**Document segment**
>>>>>

Let’s Talk. En Español?!!

When I ask my students about their goal in Spanish class the answer is usually the same. They all want to be able to speak in the language. Yet, having students communicate effectively in Spanish is the number one challenge I have as a teacher. Regardless of the age group, students tend to experience an incredible amount of stress when asked to participate in a conversational task. Some refuse to do it while some wait to be the last one to be called on the list. Others just giggle nervously through the whole conversation. But one thing is for sure; improving their proficiency through regular conversational tasks is the most rewarding experience for everyone.

Since I usually teach the beginner levels of Spanish, I have developed a system of using focus questions in Spanish for each lesson, that can be used as conversation starters. These questions grow in complexity as the class progresses and are practiced regularly. At first, the students memorize the questions and possible answers. Then, I ask them to “mix and match” with vocabulary words so that they can create their own message. Eventually students have a repertoire of phrases and questions that help them in feeling successful in Spanish, in and outside the classroom.

Below are some of the activities that help me in assisting students practice their conversational skills. Having a routine is key in making students feel comfortable. The more familiar they are with the activities the more relaxed they will be during the activities.

ball

Ball Toss
I recommend using a plush ball. Throw the ball to a student and ask a question. Once the student answers, he/she throws it back to you. Continue until all the students have participated. A modification could be to have students ask you or a classmate a question.

colorsticks

Craft Sticks
Write the questions and phrases on the sticks as students learn them and place them in a cup or Ziploc bag. Once you have five or more, ask students to pick a craft stick randomly and answer the question or respond to the phrase.

 

ruedacasino

Rueda de Casino I started doing this exercise inspired by the dance. If you have ever seen a “Rueda de Casino”  you get the idea. Dancers start with a partner and then switch. In this activity, students stand in a circle facing a classmate who is their beginning partner. They start by greeting each other and have a conversation based on what they have learned. Once finished, they both move forward and switch places. At this point they are facing a new student with whom they start a conversation. Once they meet with their original partner they can sit down.

talksign

T.A.L.K. TALK’s are meant to be conversations between students that can be assessed quickly. It can be part of any lesson in which a couple of questions are introduced. Students can turn to the nearest classmate and have the conversation. During this task the four areas being assessed are: exchange of specific information, accuracy, comprehension and knowledge of cultural etiquette.

<<<<<

**Set tasks**
A. Reproduce everything in the Spanish conversation post from "Rueda de Casino I" down to "can sit down.".
B. According to the Spanish conversation post, why is having a routine key when students practice conversation? Answer in one to three sentences.
Rely solely on the Spanish conversation post.

**Source data**
>>>>>

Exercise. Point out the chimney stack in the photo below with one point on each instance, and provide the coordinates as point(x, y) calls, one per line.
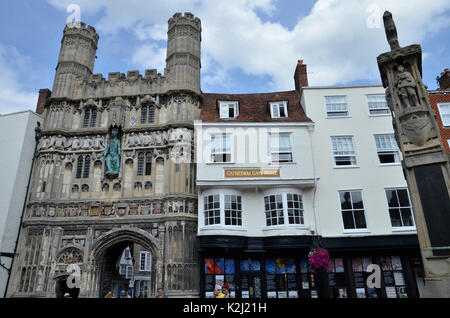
point(300, 76)
point(44, 95)
point(444, 80)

<<<<<

**The solutions**
A.
Rueda de Casino I started doing this exercise inspired by the dance. If you have ever seen a “Rueda de Casino”  you get the idea. Dancers start with a partner and then switch. In this activity, students stand in a circle facing a classmate who is their beginning partner. They start by greeting each other and have a conversation based on what they have learned. Once finished, they both move forward and switch places. At this point they are facing a new student with whom they start a conversation. Once they meet with their original partner they can sit down.

B. A routine makes students feel comfortable. The more familiar they are with the activities, the more relaxed they will be while doing them.